══ The data
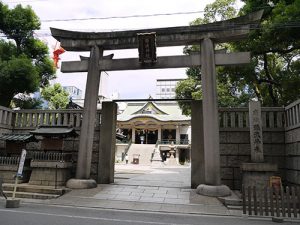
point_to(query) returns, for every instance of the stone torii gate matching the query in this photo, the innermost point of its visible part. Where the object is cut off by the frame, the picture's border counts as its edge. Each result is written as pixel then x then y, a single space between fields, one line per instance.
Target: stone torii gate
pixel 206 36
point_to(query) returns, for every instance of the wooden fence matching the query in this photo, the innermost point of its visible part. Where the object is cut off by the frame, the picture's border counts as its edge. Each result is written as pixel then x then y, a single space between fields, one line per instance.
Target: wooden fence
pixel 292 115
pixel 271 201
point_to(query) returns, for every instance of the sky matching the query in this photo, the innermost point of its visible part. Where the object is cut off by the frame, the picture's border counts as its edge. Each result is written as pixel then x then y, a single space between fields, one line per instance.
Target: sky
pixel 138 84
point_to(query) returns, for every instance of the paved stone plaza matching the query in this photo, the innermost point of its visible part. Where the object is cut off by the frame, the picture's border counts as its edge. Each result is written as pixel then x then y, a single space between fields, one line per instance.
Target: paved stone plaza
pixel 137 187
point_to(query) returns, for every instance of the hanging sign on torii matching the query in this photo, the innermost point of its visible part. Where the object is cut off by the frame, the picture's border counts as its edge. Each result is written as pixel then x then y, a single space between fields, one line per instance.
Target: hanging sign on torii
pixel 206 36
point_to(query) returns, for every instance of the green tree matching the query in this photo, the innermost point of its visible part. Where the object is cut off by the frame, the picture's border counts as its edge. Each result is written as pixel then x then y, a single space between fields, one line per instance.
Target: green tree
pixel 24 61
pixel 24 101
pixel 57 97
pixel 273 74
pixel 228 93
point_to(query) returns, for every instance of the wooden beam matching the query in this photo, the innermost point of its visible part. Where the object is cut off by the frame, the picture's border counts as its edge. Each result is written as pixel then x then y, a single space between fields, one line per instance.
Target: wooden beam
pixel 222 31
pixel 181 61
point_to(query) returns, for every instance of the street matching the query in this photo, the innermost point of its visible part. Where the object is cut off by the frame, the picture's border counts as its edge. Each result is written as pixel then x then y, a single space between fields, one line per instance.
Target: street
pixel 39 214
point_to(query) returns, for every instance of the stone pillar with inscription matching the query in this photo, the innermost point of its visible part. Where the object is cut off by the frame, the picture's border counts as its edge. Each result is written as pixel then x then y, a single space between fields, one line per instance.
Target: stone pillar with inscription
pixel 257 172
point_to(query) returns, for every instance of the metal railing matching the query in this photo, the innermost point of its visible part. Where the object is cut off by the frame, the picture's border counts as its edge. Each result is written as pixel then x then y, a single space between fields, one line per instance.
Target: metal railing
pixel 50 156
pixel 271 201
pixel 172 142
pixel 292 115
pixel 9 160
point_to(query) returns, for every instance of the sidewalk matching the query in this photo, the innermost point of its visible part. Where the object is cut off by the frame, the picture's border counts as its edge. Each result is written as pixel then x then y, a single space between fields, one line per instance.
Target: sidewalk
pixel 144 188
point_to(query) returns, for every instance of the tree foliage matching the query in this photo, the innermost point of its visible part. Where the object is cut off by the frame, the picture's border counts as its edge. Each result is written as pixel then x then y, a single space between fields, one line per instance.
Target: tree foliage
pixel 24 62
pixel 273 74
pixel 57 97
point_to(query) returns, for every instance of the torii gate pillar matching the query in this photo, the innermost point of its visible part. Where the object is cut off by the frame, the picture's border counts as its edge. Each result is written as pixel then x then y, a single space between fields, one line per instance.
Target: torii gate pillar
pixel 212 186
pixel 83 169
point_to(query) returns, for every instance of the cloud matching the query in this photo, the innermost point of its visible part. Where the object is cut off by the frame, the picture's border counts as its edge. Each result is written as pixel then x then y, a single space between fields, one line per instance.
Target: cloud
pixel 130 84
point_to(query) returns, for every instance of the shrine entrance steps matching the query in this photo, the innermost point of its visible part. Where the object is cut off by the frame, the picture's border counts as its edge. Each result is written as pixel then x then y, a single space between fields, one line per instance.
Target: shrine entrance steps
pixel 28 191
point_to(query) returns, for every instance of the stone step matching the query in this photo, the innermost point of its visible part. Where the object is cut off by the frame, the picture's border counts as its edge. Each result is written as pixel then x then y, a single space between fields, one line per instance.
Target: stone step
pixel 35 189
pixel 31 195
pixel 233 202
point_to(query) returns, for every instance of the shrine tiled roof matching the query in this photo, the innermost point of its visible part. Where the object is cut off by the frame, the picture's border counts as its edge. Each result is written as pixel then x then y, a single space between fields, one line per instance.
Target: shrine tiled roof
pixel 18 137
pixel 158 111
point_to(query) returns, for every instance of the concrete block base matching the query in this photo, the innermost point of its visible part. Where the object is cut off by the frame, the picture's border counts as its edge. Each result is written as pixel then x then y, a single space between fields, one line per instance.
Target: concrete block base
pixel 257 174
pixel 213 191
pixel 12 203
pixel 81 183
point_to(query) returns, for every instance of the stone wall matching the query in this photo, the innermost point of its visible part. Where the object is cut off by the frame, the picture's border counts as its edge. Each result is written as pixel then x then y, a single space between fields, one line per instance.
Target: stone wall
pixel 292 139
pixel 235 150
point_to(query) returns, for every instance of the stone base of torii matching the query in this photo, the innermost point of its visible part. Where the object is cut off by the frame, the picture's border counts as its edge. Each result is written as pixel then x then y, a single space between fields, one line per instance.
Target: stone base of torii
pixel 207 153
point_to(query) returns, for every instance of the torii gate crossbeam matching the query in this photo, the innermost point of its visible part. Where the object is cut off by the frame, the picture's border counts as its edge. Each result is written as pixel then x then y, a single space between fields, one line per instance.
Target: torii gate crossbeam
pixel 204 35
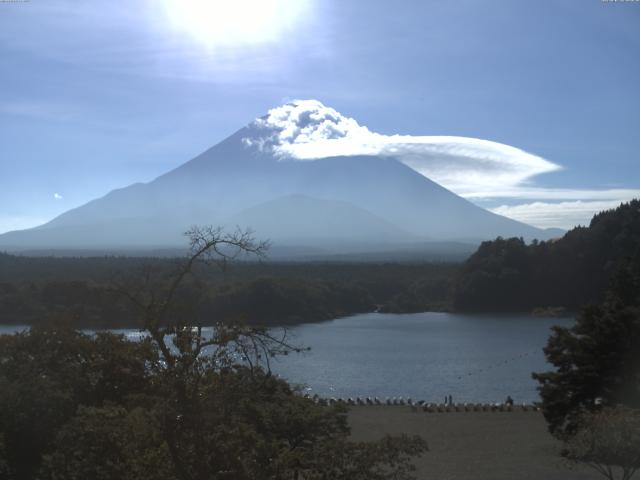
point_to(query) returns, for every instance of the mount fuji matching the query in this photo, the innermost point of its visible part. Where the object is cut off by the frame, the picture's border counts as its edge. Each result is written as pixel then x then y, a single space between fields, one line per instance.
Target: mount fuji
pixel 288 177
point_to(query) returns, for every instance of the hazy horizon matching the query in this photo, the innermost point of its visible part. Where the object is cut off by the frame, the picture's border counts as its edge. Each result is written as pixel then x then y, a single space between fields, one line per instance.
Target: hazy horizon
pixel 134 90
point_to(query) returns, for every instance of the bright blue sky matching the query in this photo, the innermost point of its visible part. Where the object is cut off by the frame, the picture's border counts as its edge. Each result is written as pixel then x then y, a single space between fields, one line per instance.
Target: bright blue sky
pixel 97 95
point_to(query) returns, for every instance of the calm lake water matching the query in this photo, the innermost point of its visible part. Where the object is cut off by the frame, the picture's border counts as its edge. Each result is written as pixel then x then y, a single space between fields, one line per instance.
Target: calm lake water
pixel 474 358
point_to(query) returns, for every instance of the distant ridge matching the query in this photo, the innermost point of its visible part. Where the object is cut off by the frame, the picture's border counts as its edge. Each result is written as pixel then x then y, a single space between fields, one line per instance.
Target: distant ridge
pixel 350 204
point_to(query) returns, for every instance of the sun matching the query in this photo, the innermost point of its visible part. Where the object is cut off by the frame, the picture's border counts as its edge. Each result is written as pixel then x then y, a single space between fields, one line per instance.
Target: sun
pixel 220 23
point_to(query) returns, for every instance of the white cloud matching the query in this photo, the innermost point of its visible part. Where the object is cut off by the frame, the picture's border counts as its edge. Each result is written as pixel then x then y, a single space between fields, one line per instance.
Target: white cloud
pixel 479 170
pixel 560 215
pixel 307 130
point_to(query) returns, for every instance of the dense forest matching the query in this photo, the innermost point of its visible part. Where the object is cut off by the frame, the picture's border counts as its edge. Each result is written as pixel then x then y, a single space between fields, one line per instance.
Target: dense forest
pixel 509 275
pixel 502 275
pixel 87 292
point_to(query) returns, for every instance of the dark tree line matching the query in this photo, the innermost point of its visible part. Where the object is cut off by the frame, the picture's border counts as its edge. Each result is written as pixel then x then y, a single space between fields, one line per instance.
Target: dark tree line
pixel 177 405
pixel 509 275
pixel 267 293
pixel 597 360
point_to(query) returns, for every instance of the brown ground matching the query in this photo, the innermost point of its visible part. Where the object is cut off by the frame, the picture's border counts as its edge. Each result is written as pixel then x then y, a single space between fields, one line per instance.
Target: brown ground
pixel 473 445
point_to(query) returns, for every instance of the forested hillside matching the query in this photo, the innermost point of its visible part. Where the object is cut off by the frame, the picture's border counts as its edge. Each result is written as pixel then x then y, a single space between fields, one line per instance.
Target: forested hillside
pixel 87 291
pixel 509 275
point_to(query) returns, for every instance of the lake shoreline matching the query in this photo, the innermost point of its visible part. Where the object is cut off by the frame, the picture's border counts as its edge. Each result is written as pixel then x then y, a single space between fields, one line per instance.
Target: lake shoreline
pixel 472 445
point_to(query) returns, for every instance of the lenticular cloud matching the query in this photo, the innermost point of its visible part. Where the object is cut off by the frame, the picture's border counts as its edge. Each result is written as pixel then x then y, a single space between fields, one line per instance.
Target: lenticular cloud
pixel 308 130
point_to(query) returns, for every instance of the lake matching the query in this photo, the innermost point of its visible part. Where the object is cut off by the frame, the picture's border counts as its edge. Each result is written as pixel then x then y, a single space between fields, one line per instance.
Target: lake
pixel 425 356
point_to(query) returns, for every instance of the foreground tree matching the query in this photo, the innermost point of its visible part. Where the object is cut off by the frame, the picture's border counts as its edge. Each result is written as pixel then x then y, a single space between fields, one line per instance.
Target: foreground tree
════
_Aim of the exercise_. The answer consists of the lines above that include the word "foreground", each copied exactly.

_Answer to the problem_.
point_to(query) returns, for every instance of the foreground tree matching the query in this photo, the innermost point of its visible part. Where the object is cut off by the frame, the picture's border counts as its edge. Each result is written as pixel then x then y, a single space between fields, one line per instance.
Target: foreground tree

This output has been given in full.